Source text –

Wednesday, March 29, 2006

In Search of Lost Time

Sorry if I’ve been a bit quiet for your liking. I knew that I’d stopped blogging, but I got the reasons behind it all wrong.

I thought it was because I was all upset about losing all my stories and documents from my computer, and I thought that I just wasn’t ready to blog while I got myself back on my writing feet. It is true that it has been taking a while to get back into the writing, as anyone who has sat down in front of a blank screen to begin their masterpiece would understand. But that wasn’t the reason why I stopped blogging.

The reason why I stopped blogging was because I momentarily stopped reading Proust in order to read Shantaram, an amazingly true story that was given to me for Christmas by my brother Paul. I highly recommend Shantaram to anyone who is after a massively ripping yarn. But I recommend Proust to anyone who wants inspiration to update their blog. I am, in fact, harbouring a secret theory that In Search of Lost Time was one of the earliest forms of paper-based blog. There is work to be done on that theory, but as I’m only up to the second book in the series I am just thankful that at my current rate of reading, that gives me, oh, many more years of happy blogging to come.

Friday, March 24, 2006

We're fine - and lucky















Palm-tree destruction by Cyclone Larry. Photo from news.com.au

Contrary to some reports going around, Townsville wasn't hit by Cyclone Larry. We're fine, and we were really lucky. All we got was a bit of wind and rain. The cyclone hit the town of Innisfail, just a couple of hundred kms north of us. The people of Innisfail are struggling without food or water, though supplies are being sent in from Townsville and Cairns. Many of them have lost their homes, the roofs having been blown off in the storm.

Problem 1 –
Reproduce the passage from the blog posts word for word, starting at "Wednesday, March 29, 2006" and ending at "I stopped blogging.".
Problem 2 –
According to the blog posts, which town did Cyclone Larry hit?

Material shown –
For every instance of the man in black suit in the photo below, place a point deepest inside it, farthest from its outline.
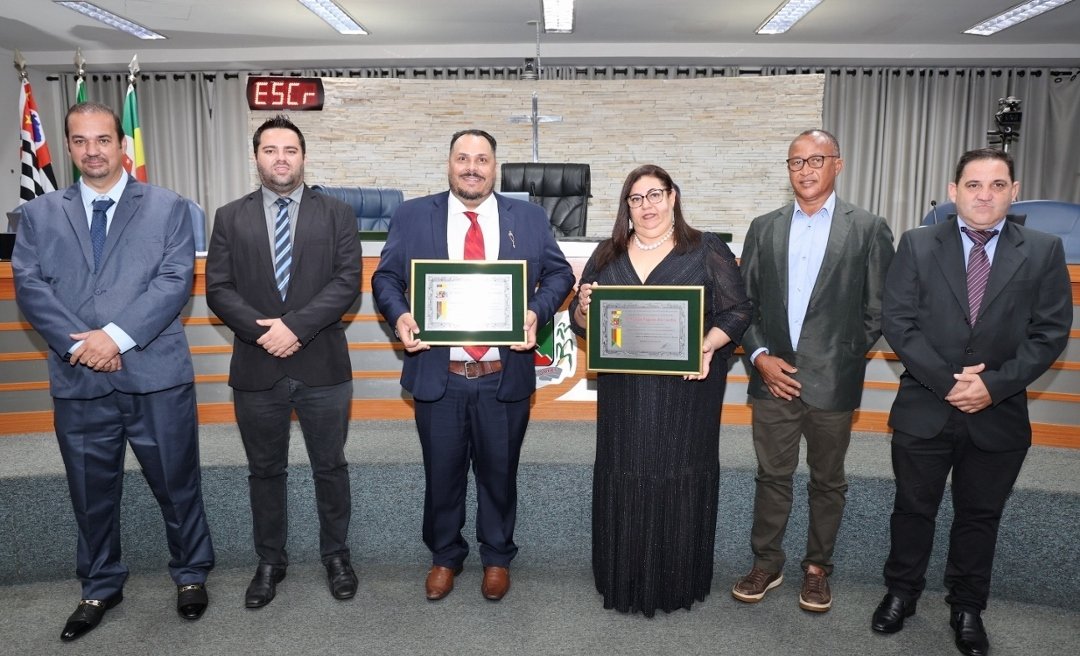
(971, 342)
(471, 406)
(283, 267)
(814, 270)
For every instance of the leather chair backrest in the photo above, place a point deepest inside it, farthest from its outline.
(563, 190)
(373, 205)
(198, 224)
(1053, 216)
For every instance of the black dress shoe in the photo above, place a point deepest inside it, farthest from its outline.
(191, 600)
(970, 634)
(88, 615)
(264, 586)
(340, 577)
(890, 614)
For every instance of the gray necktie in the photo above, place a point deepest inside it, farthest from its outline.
(979, 269)
(98, 219)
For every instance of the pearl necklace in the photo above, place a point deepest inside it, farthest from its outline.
(656, 244)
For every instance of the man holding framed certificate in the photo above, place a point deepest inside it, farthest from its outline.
(466, 277)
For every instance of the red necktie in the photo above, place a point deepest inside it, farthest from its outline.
(474, 250)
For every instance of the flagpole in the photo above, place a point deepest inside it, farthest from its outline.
(134, 156)
(80, 95)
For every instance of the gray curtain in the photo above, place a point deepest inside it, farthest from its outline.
(901, 130)
(194, 130)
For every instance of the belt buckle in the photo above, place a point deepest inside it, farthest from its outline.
(477, 370)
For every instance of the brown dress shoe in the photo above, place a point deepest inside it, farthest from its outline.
(815, 597)
(496, 583)
(440, 581)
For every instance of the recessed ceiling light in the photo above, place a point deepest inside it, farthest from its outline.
(111, 19)
(557, 16)
(327, 10)
(1014, 15)
(786, 15)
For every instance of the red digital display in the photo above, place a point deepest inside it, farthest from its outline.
(296, 94)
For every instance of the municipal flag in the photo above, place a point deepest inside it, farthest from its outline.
(134, 156)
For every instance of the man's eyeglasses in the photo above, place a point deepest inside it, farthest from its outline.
(653, 196)
(815, 161)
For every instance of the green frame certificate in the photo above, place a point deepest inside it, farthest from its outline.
(646, 330)
(461, 303)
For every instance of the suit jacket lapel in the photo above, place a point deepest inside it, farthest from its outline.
(839, 226)
(508, 246)
(781, 231)
(439, 218)
(310, 214)
(77, 217)
(130, 202)
(949, 258)
(1008, 257)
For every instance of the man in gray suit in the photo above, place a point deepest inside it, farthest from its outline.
(103, 270)
(814, 270)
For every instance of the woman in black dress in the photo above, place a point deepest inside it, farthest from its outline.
(656, 480)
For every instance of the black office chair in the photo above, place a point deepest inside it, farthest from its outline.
(562, 190)
(1053, 216)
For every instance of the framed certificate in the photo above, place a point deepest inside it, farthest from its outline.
(646, 330)
(460, 303)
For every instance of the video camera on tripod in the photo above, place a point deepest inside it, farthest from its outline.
(1008, 119)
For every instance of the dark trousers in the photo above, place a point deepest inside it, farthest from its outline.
(470, 425)
(162, 430)
(265, 419)
(778, 426)
(982, 481)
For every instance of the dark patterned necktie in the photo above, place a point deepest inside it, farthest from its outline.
(282, 248)
(98, 221)
(979, 269)
(474, 250)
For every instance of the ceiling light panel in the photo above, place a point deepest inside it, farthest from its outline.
(91, 10)
(786, 15)
(557, 16)
(1014, 15)
(334, 15)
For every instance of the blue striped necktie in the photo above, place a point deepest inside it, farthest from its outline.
(98, 219)
(282, 248)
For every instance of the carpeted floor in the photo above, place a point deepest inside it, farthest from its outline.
(552, 607)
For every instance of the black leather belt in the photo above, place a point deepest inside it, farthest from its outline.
(475, 370)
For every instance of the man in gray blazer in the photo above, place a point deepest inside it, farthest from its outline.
(976, 308)
(103, 270)
(814, 270)
(283, 267)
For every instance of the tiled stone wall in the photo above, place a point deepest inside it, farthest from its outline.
(723, 139)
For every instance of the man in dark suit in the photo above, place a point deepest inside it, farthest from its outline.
(814, 271)
(103, 270)
(283, 267)
(976, 309)
(470, 406)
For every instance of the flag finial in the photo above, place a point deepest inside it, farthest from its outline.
(21, 64)
(133, 68)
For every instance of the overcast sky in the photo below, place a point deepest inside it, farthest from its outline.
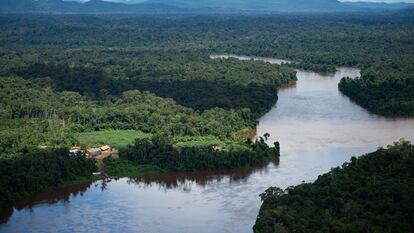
(135, 1)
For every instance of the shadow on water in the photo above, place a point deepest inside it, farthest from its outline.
(176, 180)
(179, 180)
(62, 194)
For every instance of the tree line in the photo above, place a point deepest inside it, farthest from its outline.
(372, 193)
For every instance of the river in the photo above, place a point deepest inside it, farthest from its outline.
(317, 126)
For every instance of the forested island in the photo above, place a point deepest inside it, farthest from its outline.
(66, 77)
(372, 193)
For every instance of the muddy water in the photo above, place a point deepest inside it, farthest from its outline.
(318, 129)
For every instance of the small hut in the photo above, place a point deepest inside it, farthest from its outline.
(105, 148)
(93, 152)
(217, 147)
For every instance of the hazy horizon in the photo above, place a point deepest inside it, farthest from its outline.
(139, 1)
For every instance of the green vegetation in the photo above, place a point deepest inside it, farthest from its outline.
(386, 94)
(125, 168)
(372, 193)
(39, 170)
(115, 138)
(90, 79)
(160, 151)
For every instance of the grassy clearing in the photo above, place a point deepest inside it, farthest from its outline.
(114, 138)
(125, 168)
(208, 141)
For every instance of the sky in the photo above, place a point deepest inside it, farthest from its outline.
(136, 1)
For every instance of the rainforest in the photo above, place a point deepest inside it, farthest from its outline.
(147, 88)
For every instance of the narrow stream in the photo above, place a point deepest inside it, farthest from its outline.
(317, 126)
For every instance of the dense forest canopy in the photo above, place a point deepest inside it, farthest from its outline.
(62, 75)
(145, 49)
(372, 193)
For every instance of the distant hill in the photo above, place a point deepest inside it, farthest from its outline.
(93, 6)
(264, 5)
(380, 5)
(172, 6)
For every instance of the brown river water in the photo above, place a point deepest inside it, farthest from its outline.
(317, 126)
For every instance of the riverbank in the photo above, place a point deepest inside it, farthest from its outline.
(371, 193)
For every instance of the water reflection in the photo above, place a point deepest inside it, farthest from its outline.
(317, 126)
(184, 180)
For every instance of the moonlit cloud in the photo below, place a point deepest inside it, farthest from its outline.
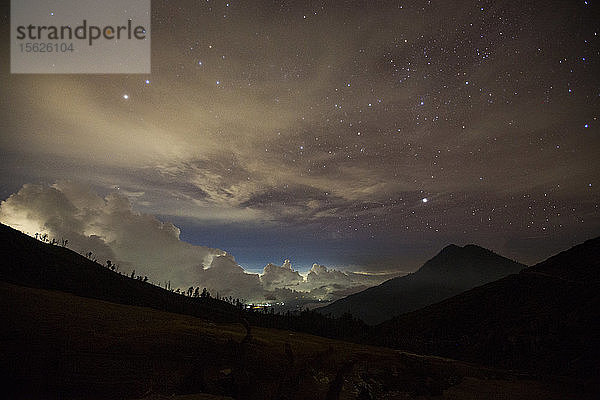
(330, 130)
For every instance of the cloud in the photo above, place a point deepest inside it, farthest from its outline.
(111, 229)
(274, 276)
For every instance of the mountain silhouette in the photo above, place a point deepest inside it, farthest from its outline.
(544, 319)
(452, 271)
(33, 263)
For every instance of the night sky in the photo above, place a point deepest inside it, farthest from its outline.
(364, 135)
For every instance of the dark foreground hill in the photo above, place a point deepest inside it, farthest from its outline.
(30, 262)
(543, 319)
(56, 345)
(452, 271)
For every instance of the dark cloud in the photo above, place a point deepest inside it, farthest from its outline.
(331, 123)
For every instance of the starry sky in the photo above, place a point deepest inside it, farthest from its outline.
(360, 134)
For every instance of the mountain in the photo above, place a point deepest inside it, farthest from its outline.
(544, 319)
(30, 262)
(452, 271)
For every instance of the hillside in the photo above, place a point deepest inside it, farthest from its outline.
(543, 319)
(452, 271)
(56, 345)
(30, 262)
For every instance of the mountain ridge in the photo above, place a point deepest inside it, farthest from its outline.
(543, 319)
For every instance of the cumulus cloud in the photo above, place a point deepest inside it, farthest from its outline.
(112, 230)
(283, 276)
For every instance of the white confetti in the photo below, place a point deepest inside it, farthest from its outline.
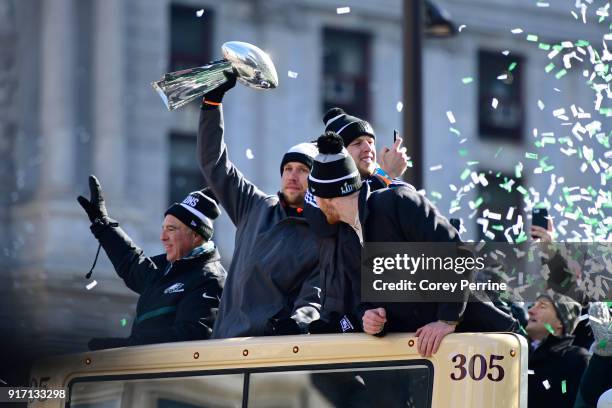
(450, 116)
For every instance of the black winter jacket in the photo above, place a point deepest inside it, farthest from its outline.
(274, 271)
(555, 360)
(178, 306)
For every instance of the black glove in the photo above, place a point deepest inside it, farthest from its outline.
(94, 207)
(216, 95)
(101, 343)
(282, 327)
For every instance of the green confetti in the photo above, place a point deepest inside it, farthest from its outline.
(560, 74)
(563, 387)
(520, 239)
(602, 344)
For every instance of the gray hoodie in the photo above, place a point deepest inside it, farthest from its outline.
(274, 270)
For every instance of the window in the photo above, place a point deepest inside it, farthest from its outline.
(372, 386)
(185, 174)
(190, 38)
(346, 71)
(496, 201)
(500, 77)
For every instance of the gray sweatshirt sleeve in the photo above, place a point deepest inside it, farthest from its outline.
(236, 194)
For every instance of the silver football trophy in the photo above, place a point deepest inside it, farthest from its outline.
(253, 67)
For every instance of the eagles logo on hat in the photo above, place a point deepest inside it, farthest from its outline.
(197, 211)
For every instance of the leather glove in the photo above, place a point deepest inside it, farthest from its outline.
(94, 207)
(216, 95)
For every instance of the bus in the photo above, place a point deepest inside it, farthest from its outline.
(332, 370)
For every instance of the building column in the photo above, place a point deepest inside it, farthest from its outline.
(109, 103)
(57, 99)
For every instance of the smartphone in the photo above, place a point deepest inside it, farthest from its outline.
(539, 217)
(456, 222)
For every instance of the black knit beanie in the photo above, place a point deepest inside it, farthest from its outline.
(197, 211)
(334, 173)
(303, 153)
(348, 127)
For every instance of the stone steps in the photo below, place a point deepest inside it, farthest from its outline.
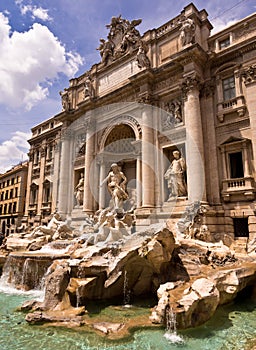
(240, 245)
(78, 217)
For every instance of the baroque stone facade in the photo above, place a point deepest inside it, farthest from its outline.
(174, 88)
(12, 198)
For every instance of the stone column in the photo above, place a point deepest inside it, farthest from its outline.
(194, 140)
(29, 182)
(56, 170)
(102, 189)
(210, 146)
(41, 179)
(224, 166)
(249, 76)
(89, 176)
(246, 161)
(148, 175)
(65, 171)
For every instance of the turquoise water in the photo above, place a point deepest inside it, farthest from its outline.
(230, 329)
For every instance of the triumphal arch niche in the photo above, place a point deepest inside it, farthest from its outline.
(132, 136)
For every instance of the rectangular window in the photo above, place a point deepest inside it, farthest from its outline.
(236, 165)
(224, 43)
(228, 86)
(241, 227)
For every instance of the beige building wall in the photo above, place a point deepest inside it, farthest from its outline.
(189, 91)
(12, 197)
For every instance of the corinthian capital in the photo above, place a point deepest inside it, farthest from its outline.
(190, 83)
(249, 74)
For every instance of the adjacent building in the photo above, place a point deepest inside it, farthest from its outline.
(12, 197)
(176, 87)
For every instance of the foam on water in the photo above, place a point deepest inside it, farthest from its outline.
(173, 338)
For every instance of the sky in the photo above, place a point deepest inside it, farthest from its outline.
(44, 43)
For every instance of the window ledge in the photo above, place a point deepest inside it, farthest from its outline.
(238, 189)
(236, 105)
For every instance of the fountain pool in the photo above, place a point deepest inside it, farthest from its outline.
(233, 327)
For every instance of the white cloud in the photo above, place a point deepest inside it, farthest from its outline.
(14, 150)
(36, 12)
(29, 62)
(219, 24)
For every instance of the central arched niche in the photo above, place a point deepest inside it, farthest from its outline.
(119, 140)
(119, 148)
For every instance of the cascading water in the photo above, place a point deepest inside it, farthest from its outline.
(127, 292)
(171, 327)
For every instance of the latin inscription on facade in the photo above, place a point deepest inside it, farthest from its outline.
(117, 77)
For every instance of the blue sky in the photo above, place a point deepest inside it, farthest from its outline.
(45, 43)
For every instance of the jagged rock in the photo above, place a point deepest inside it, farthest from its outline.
(198, 304)
(107, 327)
(56, 284)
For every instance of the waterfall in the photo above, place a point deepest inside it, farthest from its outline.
(11, 277)
(171, 326)
(126, 291)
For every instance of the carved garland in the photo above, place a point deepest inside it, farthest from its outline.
(126, 119)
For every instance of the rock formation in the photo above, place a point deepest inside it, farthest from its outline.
(106, 259)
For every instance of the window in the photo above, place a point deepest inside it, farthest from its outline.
(224, 43)
(37, 157)
(49, 152)
(47, 192)
(236, 165)
(33, 194)
(241, 227)
(228, 86)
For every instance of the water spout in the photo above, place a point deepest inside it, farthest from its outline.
(171, 327)
(127, 292)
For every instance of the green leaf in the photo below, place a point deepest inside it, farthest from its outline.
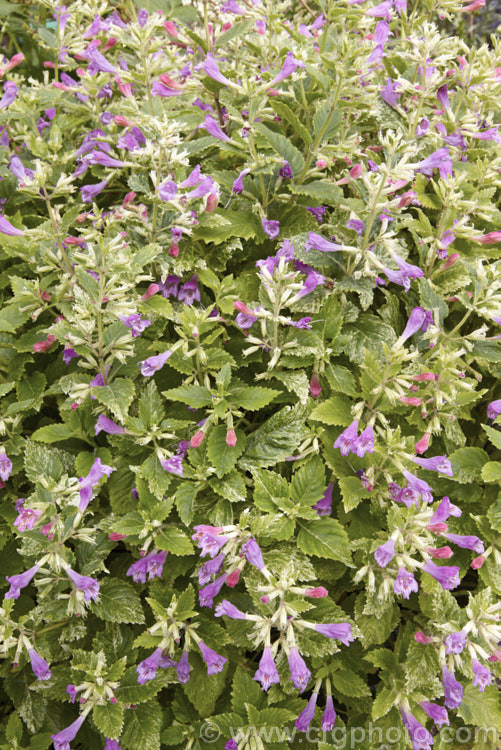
(491, 471)
(336, 410)
(467, 464)
(192, 395)
(118, 602)
(109, 719)
(308, 483)
(117, 396)
(53, 433)
(352, 491)
(253, 398)
(269, 487)
(283, 147)
(174, 541)
(481, 709)
(221, 456)
(276, 439)
(142, 727)
(324, 537)
(151, 410)
(493, 435)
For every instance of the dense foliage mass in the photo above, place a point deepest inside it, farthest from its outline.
(249, 346)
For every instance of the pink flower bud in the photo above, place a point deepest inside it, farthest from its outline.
(233, 578)
(242, 308)
(212, 201)
(231, 438)
(422, 445)
(150, 292)
(171, 29)
(315, 387)
(420, 637)
(440, 553)
(318, 593)
(453, 257)
(197, 439)
(425, 376)
(488, 239)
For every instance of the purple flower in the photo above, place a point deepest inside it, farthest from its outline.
(189, 291)
(151, 365)
(493, 410)
(405, 583)
(147, 669)
(210, 68)
(453, 690)
(214, 661)
(174, 465)
(167, 190)
(104, 424)
(317, 212)
(347, 439)
(447, 576)
(7, 228)
(437, 463)
(385, 553)
(229, 609)
(455, 642)
(329, 716)
(68, 355)
(238, 184)
(63, 738)
(289, 66)
(183, 669)
(356, 224)
(26, 519)
(97, 472)
(466, 542)
(5, 467)
(135, 323)
(482, 676)
(19, 581)
(152, 565)
(210, 568)
(324, 505)
(88, 586)
(10, 93)
(286, 171)
(421, 738)
(253, 554)
(89, 192)
(271, 228)
(39, 665)
(306, 716)
(299, 672)
(437, 713)
(317, 242)
(341, 631)
(365, 442)
(440, 160)
(211, 126)
(267, 673)
(207, 594)
(390, 94)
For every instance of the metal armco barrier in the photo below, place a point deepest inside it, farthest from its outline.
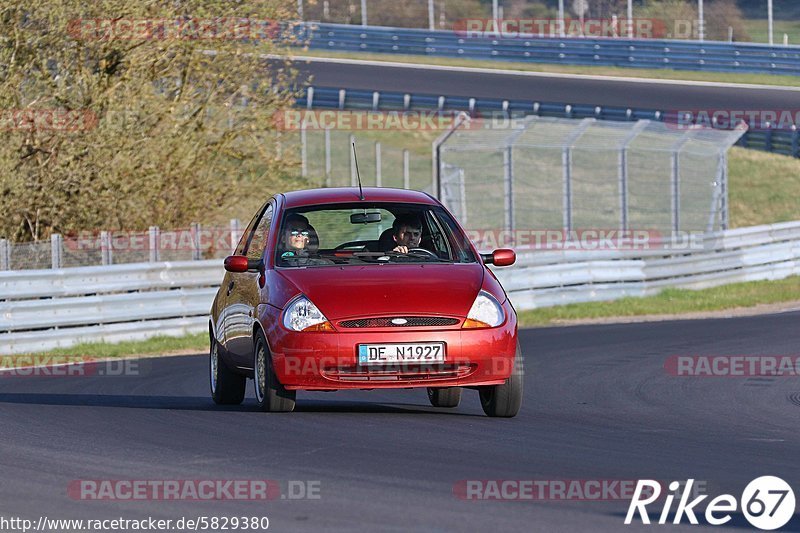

Solution 1 –
Wednesday, March 29, 2006

In Search of Lost Time

Sorry if I’ve been a bit quiet for your liking. I knew that I’d stopped blogging, but I got the reasons behind it all wrong.

I thought it was because I was all upset about losing all my stories and documents from my computer, and I thought that I just wasn’t ready to blog while I got myself back on my writing feet. It is true that it has been taking a while to get back into the writing, as anyone who has sat down in front of a blank screen to begin their masterpiece would understand. But that wasn’t the reason why I stopped blogging.

Solution 2 –
Innisfail